Povos da antiguidade fizeram uso da arte para representar a dominância do falo – caso de Pompéia, cujas ruínas trouxeram à tona esculturas, pinturas e decorações em alto e baixo relevo adornando casas e ruas – e o papel reprodutivo da mulher. Algumas vezes representava-se o ventre feminino, mas sempre implicando a dominação sexual masculina.

Práticas onde se evidenciava o travestismo foram representadas em pinturas e esculturas, cuja origem poderia ser devido a uma redução no percentual de mulheres nessa sociedade, fazendo com que homens assumissem tarefas cotidianas exclusivamente femininas, ou por identificação de indivíduos “diferentes” dentro do grupo, mas às mulheres era negado o direito de vestir-se ou agir como homem, sendo raras as exceções.

▸ **O que se pede**
**A)** Responda com base no trecho sobre a arte na antiguidade:
(i) Que cidade é dada como exemplo de lugar cujas ruínas trouxeram à tona esculturas, pinturas e decorações?
(ii) Além da dominância do falo, que outro papel os povos da antiguidade representaram na arte?
(iii) Que direito era negado às mulheres?
**B)** Prossiga o trecho sobre a arte na antiguidade, começando logo após a última frase.
As linhas de dados não têm relação com o trecho sobre a arte na antiguidade.

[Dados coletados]

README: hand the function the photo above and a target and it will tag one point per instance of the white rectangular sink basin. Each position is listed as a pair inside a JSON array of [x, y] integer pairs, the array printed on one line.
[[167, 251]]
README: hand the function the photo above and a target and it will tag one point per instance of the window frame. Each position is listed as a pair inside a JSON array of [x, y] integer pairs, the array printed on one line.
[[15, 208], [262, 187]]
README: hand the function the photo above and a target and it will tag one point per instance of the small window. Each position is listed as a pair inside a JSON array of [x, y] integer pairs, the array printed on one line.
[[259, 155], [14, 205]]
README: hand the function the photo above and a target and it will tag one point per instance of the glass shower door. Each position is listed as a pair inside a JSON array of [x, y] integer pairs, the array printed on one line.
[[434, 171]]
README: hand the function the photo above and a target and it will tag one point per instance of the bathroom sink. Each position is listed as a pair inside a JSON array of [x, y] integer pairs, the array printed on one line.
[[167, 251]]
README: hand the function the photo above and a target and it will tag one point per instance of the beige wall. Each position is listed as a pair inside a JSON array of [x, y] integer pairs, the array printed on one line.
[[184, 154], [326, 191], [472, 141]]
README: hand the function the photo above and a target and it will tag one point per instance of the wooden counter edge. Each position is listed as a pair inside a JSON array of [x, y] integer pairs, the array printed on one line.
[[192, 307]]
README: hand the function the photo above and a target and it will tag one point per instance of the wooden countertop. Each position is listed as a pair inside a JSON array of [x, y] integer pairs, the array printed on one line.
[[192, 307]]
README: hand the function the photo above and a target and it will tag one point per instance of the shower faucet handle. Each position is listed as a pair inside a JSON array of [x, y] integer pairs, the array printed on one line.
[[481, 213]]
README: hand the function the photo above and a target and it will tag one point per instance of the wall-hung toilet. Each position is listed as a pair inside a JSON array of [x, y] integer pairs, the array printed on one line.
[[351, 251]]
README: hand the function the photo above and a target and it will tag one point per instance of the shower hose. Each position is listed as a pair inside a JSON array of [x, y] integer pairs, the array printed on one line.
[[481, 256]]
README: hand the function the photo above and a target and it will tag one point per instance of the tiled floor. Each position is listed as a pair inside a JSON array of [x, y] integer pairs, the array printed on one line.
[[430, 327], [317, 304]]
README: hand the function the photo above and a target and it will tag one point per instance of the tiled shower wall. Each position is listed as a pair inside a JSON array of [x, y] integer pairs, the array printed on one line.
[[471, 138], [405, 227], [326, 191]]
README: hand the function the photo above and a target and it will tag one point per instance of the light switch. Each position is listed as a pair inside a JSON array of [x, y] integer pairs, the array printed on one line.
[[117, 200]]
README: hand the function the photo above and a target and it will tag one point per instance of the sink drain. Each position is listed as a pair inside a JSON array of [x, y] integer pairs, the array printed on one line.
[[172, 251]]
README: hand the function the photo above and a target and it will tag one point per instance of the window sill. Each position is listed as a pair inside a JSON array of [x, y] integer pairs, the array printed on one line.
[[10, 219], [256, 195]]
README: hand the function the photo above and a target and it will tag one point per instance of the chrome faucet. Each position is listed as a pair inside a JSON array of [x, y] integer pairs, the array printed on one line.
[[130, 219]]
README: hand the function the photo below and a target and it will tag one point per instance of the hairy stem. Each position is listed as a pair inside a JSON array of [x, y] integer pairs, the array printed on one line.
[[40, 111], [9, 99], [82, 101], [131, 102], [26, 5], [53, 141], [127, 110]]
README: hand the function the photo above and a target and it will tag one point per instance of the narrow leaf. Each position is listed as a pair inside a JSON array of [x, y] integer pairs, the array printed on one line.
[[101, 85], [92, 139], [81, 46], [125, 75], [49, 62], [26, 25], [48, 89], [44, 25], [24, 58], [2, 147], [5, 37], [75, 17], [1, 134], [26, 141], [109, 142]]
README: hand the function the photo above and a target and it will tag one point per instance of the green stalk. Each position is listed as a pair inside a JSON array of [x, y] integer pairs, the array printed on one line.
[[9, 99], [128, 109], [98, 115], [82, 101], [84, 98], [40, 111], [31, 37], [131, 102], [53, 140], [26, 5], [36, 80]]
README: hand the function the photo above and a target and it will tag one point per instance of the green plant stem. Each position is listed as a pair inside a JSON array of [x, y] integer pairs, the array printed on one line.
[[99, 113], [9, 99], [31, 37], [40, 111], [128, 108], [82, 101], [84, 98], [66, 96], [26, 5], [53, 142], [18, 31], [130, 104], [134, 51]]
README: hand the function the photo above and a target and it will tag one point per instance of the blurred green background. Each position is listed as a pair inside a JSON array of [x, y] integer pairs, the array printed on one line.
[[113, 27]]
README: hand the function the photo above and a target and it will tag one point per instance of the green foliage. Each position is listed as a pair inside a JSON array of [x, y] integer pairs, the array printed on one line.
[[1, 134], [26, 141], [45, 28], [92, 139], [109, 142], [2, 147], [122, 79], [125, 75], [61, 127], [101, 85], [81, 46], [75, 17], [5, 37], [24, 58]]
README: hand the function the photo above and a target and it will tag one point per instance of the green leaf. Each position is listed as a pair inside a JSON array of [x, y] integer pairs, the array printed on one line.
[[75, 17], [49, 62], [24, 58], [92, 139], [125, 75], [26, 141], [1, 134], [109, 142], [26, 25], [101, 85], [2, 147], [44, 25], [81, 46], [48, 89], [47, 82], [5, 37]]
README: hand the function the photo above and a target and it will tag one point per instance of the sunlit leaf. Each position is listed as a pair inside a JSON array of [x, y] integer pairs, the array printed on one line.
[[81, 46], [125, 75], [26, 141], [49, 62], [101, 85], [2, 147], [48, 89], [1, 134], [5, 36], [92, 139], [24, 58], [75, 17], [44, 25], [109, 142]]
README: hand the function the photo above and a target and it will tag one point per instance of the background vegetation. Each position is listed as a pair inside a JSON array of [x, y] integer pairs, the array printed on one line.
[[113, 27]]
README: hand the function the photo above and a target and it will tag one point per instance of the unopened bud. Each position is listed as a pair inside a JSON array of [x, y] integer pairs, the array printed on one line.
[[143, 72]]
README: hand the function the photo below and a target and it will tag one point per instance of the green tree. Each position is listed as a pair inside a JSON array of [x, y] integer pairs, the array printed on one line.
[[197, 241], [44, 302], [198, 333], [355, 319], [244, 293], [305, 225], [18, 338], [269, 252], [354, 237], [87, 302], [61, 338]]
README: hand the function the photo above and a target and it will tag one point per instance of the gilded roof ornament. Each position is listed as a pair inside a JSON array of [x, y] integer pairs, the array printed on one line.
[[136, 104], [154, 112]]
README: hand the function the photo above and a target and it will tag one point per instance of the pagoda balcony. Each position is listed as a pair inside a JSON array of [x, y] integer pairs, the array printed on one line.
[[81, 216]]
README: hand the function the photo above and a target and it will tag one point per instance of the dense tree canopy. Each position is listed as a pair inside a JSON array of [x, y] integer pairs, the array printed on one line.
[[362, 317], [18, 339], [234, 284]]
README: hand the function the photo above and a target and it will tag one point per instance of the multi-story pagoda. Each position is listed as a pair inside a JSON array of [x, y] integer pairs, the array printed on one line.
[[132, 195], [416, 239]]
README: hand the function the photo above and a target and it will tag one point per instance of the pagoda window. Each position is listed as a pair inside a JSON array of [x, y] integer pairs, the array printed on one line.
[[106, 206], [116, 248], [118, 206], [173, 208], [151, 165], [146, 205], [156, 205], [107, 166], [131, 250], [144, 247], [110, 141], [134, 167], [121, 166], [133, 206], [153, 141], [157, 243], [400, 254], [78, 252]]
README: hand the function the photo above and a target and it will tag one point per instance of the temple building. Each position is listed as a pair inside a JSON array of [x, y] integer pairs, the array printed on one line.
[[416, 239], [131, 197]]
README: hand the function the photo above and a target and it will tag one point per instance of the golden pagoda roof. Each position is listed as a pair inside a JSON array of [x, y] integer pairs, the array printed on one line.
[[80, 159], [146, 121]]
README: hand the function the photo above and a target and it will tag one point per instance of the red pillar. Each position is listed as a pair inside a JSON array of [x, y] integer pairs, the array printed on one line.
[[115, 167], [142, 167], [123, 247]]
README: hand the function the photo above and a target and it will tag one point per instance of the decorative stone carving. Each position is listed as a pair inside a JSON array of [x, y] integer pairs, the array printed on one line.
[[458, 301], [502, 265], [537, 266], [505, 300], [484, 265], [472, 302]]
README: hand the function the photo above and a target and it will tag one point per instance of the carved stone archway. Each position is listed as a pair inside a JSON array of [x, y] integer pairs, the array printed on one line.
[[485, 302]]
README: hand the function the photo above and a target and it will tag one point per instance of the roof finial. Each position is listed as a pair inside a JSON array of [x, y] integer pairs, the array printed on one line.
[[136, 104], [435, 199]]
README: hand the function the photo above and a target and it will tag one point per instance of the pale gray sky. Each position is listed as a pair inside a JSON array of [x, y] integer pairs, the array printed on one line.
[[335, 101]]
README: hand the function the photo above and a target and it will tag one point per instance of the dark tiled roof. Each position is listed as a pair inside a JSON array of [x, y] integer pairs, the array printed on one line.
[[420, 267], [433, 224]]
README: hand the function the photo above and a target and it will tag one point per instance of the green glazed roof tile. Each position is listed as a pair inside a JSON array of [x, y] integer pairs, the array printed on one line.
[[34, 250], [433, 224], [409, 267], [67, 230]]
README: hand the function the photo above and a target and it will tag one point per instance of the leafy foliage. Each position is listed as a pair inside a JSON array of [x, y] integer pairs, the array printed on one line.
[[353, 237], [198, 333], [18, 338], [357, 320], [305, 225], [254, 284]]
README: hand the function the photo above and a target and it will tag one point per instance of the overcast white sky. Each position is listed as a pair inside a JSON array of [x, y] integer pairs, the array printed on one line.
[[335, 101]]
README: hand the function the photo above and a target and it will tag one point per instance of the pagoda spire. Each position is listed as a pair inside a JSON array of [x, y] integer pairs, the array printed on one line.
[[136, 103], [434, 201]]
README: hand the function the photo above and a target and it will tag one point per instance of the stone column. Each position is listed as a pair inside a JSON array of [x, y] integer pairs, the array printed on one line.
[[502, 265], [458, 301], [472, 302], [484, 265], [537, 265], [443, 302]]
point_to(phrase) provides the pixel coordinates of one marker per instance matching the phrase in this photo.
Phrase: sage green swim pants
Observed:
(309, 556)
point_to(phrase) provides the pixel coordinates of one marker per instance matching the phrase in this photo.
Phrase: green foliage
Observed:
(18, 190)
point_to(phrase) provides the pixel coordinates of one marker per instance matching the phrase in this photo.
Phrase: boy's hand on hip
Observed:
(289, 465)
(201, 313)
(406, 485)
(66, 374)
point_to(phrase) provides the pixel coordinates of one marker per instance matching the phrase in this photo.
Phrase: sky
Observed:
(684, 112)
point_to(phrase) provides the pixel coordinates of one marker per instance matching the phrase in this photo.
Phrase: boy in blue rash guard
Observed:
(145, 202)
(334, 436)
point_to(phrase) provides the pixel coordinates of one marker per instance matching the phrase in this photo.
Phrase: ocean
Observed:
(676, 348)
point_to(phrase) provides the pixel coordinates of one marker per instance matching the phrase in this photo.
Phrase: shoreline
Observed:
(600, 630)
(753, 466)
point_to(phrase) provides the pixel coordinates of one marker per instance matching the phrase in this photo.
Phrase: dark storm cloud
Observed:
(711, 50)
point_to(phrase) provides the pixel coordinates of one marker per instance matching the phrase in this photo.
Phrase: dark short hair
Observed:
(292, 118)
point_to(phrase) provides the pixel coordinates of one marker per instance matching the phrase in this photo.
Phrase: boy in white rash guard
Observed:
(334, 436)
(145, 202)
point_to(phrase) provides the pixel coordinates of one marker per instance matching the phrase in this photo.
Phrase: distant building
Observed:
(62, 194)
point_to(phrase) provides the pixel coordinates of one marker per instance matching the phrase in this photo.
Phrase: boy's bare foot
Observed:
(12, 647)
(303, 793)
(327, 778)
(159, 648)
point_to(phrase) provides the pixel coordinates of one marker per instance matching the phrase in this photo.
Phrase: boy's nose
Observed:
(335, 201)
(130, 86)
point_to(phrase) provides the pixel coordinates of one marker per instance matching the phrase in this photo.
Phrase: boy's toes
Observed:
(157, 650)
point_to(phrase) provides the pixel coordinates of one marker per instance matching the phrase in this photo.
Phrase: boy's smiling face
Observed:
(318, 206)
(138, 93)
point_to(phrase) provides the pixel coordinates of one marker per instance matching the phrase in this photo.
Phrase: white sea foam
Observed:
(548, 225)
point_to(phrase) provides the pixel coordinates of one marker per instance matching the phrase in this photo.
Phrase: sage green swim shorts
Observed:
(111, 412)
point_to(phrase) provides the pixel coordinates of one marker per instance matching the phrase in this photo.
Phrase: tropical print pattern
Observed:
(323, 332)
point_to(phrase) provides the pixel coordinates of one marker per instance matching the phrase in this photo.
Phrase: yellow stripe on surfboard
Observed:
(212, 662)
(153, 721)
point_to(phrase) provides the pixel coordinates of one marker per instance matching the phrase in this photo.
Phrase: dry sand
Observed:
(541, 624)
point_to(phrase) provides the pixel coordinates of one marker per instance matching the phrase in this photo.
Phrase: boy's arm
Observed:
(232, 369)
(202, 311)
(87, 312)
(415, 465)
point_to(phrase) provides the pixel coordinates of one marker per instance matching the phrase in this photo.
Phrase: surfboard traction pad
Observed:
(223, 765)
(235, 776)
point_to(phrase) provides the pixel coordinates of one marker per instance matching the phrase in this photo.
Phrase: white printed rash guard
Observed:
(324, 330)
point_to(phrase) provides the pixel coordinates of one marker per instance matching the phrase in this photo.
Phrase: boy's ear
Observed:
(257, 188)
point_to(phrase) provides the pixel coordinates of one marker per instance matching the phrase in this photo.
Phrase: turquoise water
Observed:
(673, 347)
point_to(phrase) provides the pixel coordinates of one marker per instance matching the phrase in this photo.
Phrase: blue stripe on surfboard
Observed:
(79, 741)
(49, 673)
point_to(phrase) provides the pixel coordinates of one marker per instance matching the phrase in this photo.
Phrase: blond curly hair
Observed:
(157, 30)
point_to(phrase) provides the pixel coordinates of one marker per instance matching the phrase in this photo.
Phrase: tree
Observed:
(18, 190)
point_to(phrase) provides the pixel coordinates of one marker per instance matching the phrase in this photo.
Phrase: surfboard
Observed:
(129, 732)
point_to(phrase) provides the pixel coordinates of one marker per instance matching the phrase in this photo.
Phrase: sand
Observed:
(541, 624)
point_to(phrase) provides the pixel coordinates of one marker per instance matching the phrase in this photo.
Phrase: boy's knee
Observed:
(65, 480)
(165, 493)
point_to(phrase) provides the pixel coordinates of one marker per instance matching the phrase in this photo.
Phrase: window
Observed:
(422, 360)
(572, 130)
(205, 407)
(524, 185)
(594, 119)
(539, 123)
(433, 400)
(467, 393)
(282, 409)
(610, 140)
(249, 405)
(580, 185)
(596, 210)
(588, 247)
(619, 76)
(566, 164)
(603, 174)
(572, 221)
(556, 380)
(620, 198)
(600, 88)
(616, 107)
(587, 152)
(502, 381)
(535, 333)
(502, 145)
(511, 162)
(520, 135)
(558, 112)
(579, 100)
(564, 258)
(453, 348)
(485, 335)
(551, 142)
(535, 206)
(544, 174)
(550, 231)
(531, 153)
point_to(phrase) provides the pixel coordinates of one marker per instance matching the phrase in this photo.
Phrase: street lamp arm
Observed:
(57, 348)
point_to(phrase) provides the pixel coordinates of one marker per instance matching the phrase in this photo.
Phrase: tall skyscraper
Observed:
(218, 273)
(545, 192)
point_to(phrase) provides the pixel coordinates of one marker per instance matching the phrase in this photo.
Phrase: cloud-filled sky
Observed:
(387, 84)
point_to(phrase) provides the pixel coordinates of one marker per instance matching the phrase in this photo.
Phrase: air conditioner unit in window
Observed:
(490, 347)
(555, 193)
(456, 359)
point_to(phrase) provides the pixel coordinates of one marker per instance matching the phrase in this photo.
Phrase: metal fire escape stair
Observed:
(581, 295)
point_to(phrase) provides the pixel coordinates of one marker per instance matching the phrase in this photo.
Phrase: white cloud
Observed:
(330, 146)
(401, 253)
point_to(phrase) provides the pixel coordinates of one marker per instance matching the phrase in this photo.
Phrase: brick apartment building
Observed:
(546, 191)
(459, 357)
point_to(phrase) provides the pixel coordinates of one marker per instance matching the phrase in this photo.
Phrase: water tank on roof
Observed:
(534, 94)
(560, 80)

▸ **Conjunto de respostas**
**A)**
(i) Pompéia.
(ii) O papel reprodutivo da mulher.
(iii) O direito de vestir-se ou agir como homem.

**B)**
A introdução da agricultura, por volta de 9000 – 8000 a.C, também trouxe mudanças significativas para a sexualidade, principalmente a feminina. A prática sexual, antes vista como meio de obtenção de prazer, sem parceiro(a) definido, passa a mudar paralelamente ao surgimento da noção de propriedade. A garantia da terra e sua transmissão aos descendentes exigia que essa descendência fosse determinada, assim, foram adotadas medidas (regras) para controlar a sexualidade feminina, de forma a que o sexo passasse a ter uma forte função reprodutiva. Isto, por sua vez, gerou diferenças evidentes no âmbito das relações sociais, entre os padrões sexuais de homens e mulheres, como afirma Stearns:

Todas as sociedades agrícolas tornam-se, de certo modo, patriarcais – isto é, dominadas por homens (e de pai para filho); e uma expressão fundamental do patriarcado foi o impulso de controlar a sexualidade feminina e diferenciar padrões por gênero (STEARNS, 2010. p. 31)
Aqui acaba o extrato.